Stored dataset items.
________________________
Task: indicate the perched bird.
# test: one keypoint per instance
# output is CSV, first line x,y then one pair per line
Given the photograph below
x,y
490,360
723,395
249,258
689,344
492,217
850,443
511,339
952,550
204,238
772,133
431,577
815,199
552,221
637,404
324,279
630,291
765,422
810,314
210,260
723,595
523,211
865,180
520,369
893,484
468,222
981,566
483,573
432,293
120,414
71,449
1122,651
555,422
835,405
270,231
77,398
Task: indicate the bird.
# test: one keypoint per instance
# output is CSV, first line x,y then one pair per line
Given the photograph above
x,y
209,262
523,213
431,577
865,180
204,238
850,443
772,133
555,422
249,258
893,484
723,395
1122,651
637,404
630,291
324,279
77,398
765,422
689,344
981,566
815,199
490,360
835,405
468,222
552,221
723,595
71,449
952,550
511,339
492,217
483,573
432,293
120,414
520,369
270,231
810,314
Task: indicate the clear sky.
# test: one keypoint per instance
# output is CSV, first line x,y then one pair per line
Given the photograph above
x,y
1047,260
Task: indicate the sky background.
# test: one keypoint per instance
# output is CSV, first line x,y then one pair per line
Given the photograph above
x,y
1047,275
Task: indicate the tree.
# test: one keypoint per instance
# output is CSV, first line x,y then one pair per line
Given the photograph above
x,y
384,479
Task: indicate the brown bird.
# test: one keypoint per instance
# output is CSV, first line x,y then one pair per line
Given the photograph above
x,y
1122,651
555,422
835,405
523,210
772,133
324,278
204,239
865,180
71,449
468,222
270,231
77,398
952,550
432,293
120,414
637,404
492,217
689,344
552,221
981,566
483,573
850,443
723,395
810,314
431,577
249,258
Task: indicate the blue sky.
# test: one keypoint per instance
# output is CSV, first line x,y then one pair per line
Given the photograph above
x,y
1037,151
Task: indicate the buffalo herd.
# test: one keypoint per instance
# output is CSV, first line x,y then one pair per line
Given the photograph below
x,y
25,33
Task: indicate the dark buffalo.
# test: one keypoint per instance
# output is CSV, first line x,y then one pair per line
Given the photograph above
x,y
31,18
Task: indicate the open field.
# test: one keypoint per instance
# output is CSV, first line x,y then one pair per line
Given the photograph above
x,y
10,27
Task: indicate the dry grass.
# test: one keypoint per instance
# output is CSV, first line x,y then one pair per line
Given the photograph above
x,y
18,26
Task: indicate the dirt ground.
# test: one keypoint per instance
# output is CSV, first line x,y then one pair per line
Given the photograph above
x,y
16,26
________________________
WORK ITEM.
All entries must be repeated exactly.

EXPECTED ANSWER.
Task: indicate the perched bird.
# test: one keypoint per instance
# output is CSV, first line x,y then one pair per line
Given the photograph below
x,y
490,360
723,395
249,258
689,344
492,217
850,443
511,339
952,550
204,238
772,133
431,577
815,199
552,221
637,404
324,279
630,291
765,422
810,314
210,260
723,595
523,211
865,180
520,369
893,484
468,222
981,566
483,573
432,293
120,414
71,449
1122,651
555,422
835,405
270,231
77,398
Task: indicate the bird.
# test: one keypoint per instance
# output is CSV, first line x,y then one pair per line
Given the photograph above
x,y
209,262
523,213
431,577
865,180
204,238
850,443
772,133
555,422
249,258
893,484
723,395
1122,651
637,404
630,291
324,279
77,398
765,422
689,344
981,566
815,199
490,360
835,405
468,222
552,221
723,595
71,449
952,550
511,339
492,217
483,573
432,293
120,414
520,369
270,231
810,314
Task: indicate the clear sky.
# test: one keypoint per instance
# output is CSV, first line x,y then one pair per line
Given the photograph above
x,y
1047,260
Task: indicate the sky background.
# test: one keypoint per instance
# output is CSV, first line x,y then one pair per line
Given the photograph above
x,y
1047,275
Task: indicate the tree.
# test: one keypoint per instance
# output is CSV, first line x,y then one pair per line
Given the photograph above
x,y
384,479
Task: indicate the brown bird.
# test: one keypoint per instance
# output is CSV, first line x,y then one pair per line
Given the photograph above
x,y
1122,651
555,422
835,405
523,210
772,133
324,278
204,239
865,180
71,449
468,222
270,231
77,398
952,550
432,293
120,414
637,404
492,217
689,344
552,221
981,566
483,573
850,443
723,395
810,314
431,577
249,258
Task: indicate the blue sky.
# test: one keypoint per instance
# output is CSV, first line x,y then one pair per line
Given the photograph above
x,y
1037,151
Task: indicate the buffalo herd.
# test: one keypoint per instance
# output is CSV, first line x,y then one pair per line
Given the photograph below
x,y
25,33
Task: indicate the dark buffalo.
# test: one keypoint per instance
# output is CSV, first line x,y then one pair per line
Given the photograph above
x,y
31,18
Task: indicate the open field.
# test: one keypoint per instance
# output is CSV, first line x,y then one pair per line
Given the photograph above
x,y
10,27
Task: indicate the dry grass.
# test: one keypoint per instance
# output is CSV, first line x,y then one pair per line
Given the photograph above
x,y
18,26
Task: indicate the dirt ground.
# test: one keypoint per instance
# output is CSV, first line x,y then one pair per line
Given the photograph above
x,y
16,26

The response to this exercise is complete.